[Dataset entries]
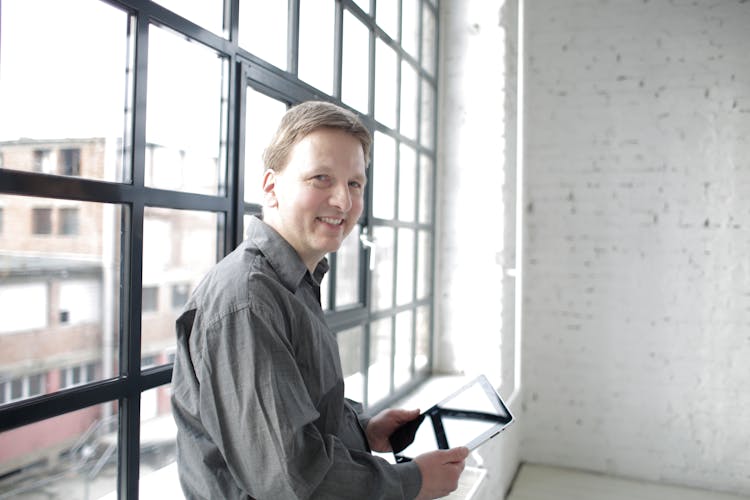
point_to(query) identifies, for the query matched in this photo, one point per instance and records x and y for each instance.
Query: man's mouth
(332, 220)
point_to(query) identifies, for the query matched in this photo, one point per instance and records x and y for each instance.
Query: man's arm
(257, 410)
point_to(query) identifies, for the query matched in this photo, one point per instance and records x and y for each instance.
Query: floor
(537, 482)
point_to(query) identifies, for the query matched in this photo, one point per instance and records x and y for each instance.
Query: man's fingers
(456, 454)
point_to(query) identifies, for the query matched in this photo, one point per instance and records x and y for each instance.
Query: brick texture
(637, 302)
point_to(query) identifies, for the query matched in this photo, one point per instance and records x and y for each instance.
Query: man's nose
(341, 198)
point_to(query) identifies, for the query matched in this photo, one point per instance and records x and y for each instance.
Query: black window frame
(245, 71)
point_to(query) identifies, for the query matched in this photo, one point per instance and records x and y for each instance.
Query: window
(150, 298)
(70, 161)
(41, 220)
(22, 387)
(68, 221)
(155, 187)
(180, 294)
(43, 161)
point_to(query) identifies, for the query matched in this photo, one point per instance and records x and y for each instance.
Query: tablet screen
(468, 417)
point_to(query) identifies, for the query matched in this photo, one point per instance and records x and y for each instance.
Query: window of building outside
(68, 221)
(70, 161)
(41, 220)
(134, 179)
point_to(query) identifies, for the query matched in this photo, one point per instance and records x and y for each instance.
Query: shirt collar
(282, 256)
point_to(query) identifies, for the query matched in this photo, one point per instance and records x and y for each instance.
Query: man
(258, 393)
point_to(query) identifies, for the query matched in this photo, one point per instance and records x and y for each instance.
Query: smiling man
(258, 393)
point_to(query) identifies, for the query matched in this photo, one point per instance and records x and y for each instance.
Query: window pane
(422, 354)
(405, 275)
(263, 30)
(427, 119)
(70, 456)
(158, 468)
(385, 84)
(350, 348)
(424, 265)
(208, 14)
(402, 361)
(429, 47)
(41, 222)
(179, 248)
(185, 144)
(426, 174)
(68, 223)
(262, 116)
(316, 37)
(355, 77)
(383, 176)
(364, 5)
(42, 104)
(409, 101)
(379, 369)
(347, 271)
(386, 17)
(407, 183)
(382, 272)
(59, 296)
(410, 26)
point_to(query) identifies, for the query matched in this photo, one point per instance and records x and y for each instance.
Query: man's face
(317, 199)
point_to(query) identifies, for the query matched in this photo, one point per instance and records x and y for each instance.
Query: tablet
(468, 417)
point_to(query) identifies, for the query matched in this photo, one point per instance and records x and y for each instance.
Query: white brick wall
(636, 355)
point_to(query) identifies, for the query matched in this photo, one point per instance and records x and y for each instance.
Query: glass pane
(263, 30)
(382, 272)
(347, 271)
(158, 469)
(185, 134)
(364, 5)
(316, 37)
(410, 26)
(409, 102)
(383, 176)
(407, 183)
(405, 275)
(403, 356)
(45, 103)
(424, 265)
(70, 456)
(179, 248)
(208, 14)
(355, 68)
(59, 296)
(422, 354)
(426, 174)
(429, 47)
(385, 84)
(427, 120)
(386, 16)
(262, 117)
(379, 369)
(350, 348)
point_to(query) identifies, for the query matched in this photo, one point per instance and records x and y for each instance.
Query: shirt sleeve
(256, 408)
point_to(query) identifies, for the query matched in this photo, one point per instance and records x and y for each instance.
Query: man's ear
(269, 189)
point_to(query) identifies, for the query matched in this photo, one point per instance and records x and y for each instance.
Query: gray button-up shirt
(258, 394)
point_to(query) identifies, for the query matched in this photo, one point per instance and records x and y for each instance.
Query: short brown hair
(304, 118)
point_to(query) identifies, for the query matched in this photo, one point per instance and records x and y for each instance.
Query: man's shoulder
(244, 278)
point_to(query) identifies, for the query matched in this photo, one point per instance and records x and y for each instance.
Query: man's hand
(440, 471)
(382, 425)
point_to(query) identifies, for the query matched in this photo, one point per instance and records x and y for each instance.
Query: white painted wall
(636, 355)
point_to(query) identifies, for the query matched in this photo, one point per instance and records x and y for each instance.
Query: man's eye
(321, 179)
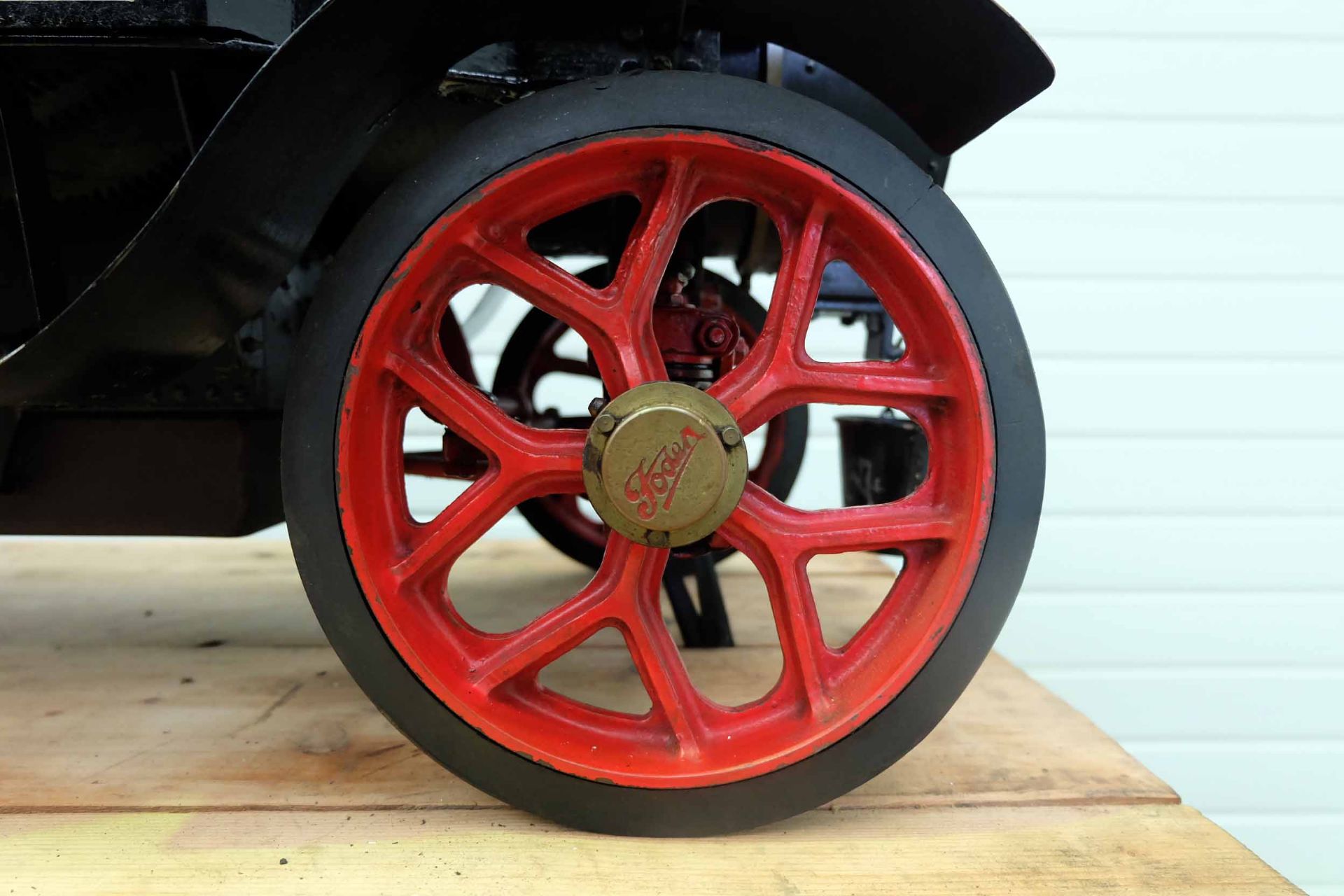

→ WHAT YOU HAVE TO DO
Report every line of the listing above that contains the word "white", copying each such line in full. Case counts when matching.

→ TASK RESULT
Query: white brick wall
Query: white painted wall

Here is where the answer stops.